--- WORK TO BE COMPLETED ---
Copy out all the records below with every "Drop a marker there" changed to "Place a point there" and nothing else altered, leaving out the pictures.

--- SUPPLIED RECORDS ---
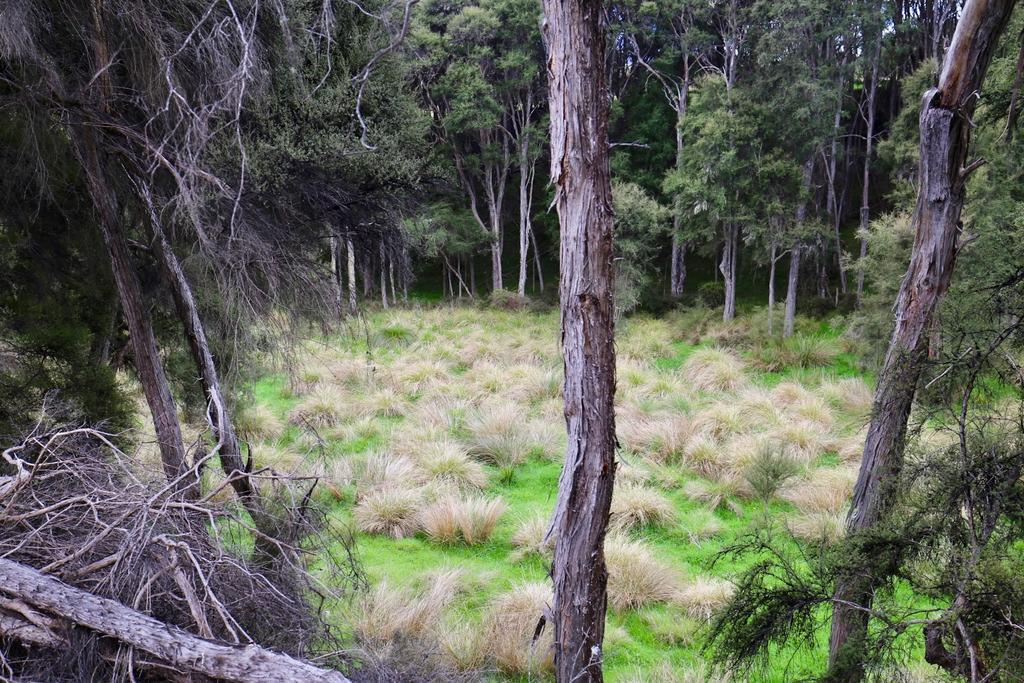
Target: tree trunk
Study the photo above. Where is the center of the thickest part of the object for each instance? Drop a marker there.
(728, 268)
(574, 38)
(218, 418)
(383, 265)
(352, 302)
(176, 647)
(791, 291)
(865, 209)
(537, 261)
(678, 271)
(945, 133)
(1014, 111)
(136, 314)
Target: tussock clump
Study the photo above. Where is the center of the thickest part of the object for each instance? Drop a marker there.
(386, 613)
(850, 394)
(787, 393)
(528, 538)
(700, 525)
(470, 520)
(717, 494)
(636, 506)
(510, 622)
(723, 420)
(714, 370)
(825, 489)
(817, 526)
(446, 462)
(702, 596)
(497, 435)
(636, 578)
(799, 440)
(391, 512)
(380, 470)
(325, 407)
(258, 423)
(662, 438)
(384, 402)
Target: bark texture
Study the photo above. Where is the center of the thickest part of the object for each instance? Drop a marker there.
(944, 144)
(574, 36)
(64, 605)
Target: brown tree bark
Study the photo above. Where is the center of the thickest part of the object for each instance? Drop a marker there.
(143, 340)
(573, 34)
(945, 131)
(65, 605)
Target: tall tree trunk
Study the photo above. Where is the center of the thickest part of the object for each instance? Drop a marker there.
(945, 131)
(1014, 111)
(383, 265)
(788, 322)
(574, 37)
(865, 208)
(678, 270)
(136, 314)
(728, 268)
(793, 283)
(352, 301)
(537, 261)
(217, 415)
(525, 196)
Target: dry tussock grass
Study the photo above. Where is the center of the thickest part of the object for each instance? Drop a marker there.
(470, 520)
(714, 370)
(825, 489)
(391, 512)
(510, 622)
(636, 578)
(635, 506)
(702, 596)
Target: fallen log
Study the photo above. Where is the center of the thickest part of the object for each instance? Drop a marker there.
(178, 648)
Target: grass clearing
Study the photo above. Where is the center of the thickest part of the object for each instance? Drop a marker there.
(439, 434)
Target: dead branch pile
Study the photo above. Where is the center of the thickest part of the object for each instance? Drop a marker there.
(75, 507)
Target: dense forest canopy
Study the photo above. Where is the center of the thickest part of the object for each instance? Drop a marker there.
(199, 197)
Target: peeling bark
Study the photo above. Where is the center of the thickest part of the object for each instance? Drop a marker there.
(573, 34)
(945, 133)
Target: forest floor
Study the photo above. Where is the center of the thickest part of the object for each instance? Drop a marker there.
(439, 432)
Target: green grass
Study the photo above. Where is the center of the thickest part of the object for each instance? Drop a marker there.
(639, 640)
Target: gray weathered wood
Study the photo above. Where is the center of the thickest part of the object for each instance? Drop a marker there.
(574, 37)
(172, 645)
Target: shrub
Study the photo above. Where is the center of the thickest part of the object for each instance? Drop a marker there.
(635, 506)
(714, 370)
(635, 577)
(471, 520)
(510, 623)
(391, 512)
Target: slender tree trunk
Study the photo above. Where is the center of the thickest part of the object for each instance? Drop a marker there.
(1014, 111)
(383, 265)
(865, 208)
(537, 261)
(945, 133)
(143, 340)
(574, 37)
(525, 193)
(217, 415)
(728, 268)
(771, 290)
(352, 301)
(678, 270)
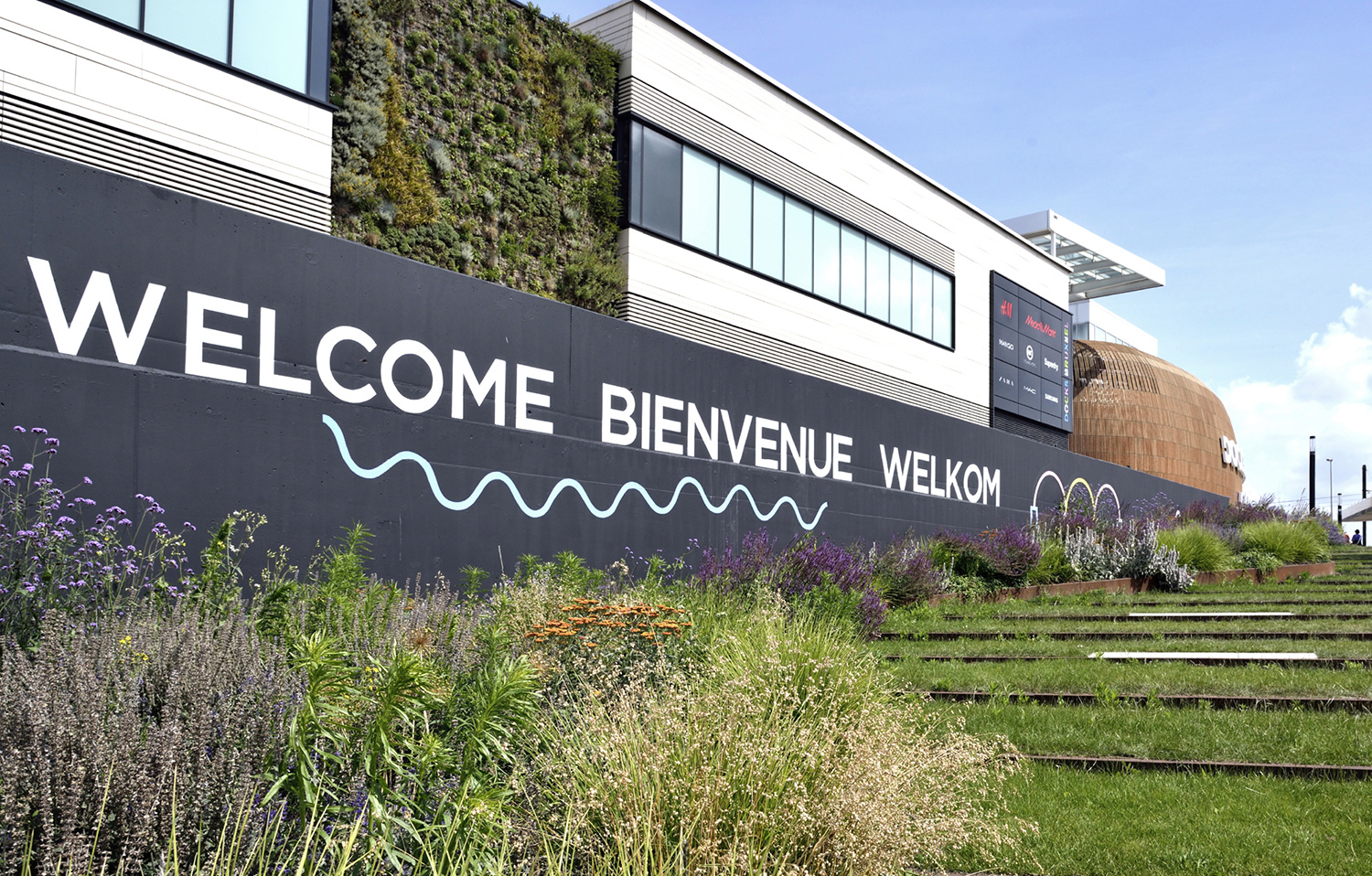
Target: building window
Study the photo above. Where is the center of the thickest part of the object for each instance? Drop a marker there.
(694, 199)
(283, 41)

--- OUTPUT BELOW ---
Target: tree trunk
Study the photo above. Where is the center of the thickest part of the object for each instance? Place a point there.
(728, 268)
(574, 38)
(218, 418)
(383, 265)
(352, 302)
(176, 647)
(791, 291)
(865, 209)
(537, 261)
(678, 271)
(945, 133)
(1014, 111)
(136, 314)
Target: tussock clump
Study the photo above. Where is the center of the thickest part of the object for each instance? Place a point there.
(386, 613)
(850, 394)
(787, 393)
(528, 538)
(700, 525)
(470, 520)
(717, 494)
(636, 506)
(510, 622)
(723, 420)
(714, 370)
(825, 489)
(817, 526)
(446, 462)
(702, 596)
(497, 435)
(636, 578)
(799, 440)
(391, 512)
(380, 470)
(325, 407)
(258, 423)
(662, 438)
(384, 402)
Target: bark texture
Study the photo above. Where is the center of the thickest part of the object for each instance? Place a point there.
(944, 144)
(574, 36)
(64, 605)
Target: brown tree bark
Study the photo above. Where is the center of the thickest part of the object for each instance? Place a point there.
(143, 340)
(573, 34)
(945, 131)
(65, 605)
Target: tall tree trunk
Study the photo above. Where is the center of the thickest part of the object for each instance? Place a point there.
(945, 131)
(1014, 111)
(383, 265)
(788, 322)
(574, 37)
(865, 208)
(678, 270)
(136, 314)
(728, 268)
(793, 283)
(352, 301)
(537, 261)
(217, 415)
(525, 196)
Target: dry tussock grass
Study the photo above. Where is the center of the thickest part of the object for each instance? Place a point there.
(470, 520)
(714, 370)
(825, 489)
(391, 512)
(510, 622)
(636, 578)
(635, 506)
(702, 596)
Target: fallen log
Study the photo above. Where is the center of the thickest part of the object for each instance? Place a point there.
(178, 648)
Target: grass clearing
Study the photo above. Where is the center of the thickest part of the object for each instance? Place a point there.
(439, 434)
Target: dead branch pile
Study the photo above. Where is the center of the thickest part of the object for each instance? Place a point there.
(75, 507)
Target: dense forest canopy
Study the photo above. Where is the center of the thickest part of the object for each instance? Place a point there.
(199, 197)
Target: peeling bark
Study the photo above. Where is the center of the thickest part of the object for each instance? Place a point there.
(573, 34)
(945, 133)
Target: forest floor
Study the photo above. Where is the center of the thickest part of the object for each instance? Place a point there.
(439, 432)
Target: green grass
Study the photo above. Where is the center of the thickest part of the object for each instance? Place a point there.
(639, 640)
Target: gray weathered wood
Study the photo above. Where is the center of the thickest part of the object for each instance? Place a point there.
(574, 37)
(172, 645)
Target: shrub
Study the photo above. Where is the center of the thickest part of the object for each instance? Place a point there.
(635, 506)
(714, 370)
(635, 577)
(471, 520)
(510, 623)
(391, 512)
Target: slender tree trunk
Study the photo above. Where is the center of the thickest part of the object for each instance? Place a point there.
(1014, 111)
(383, 265)
(865, 208)
(537, 261)
(945, 133)
(143, 340)
(574, 37)
(525, 193)
(217, 415)
(728, 268)
(771, 290)
(352, 301)
(678, 270)
Target: building window
Study the photo above. Where is the center of the thickest part of the object for each instance? Place a point there.
(694, 199)
(283, 41)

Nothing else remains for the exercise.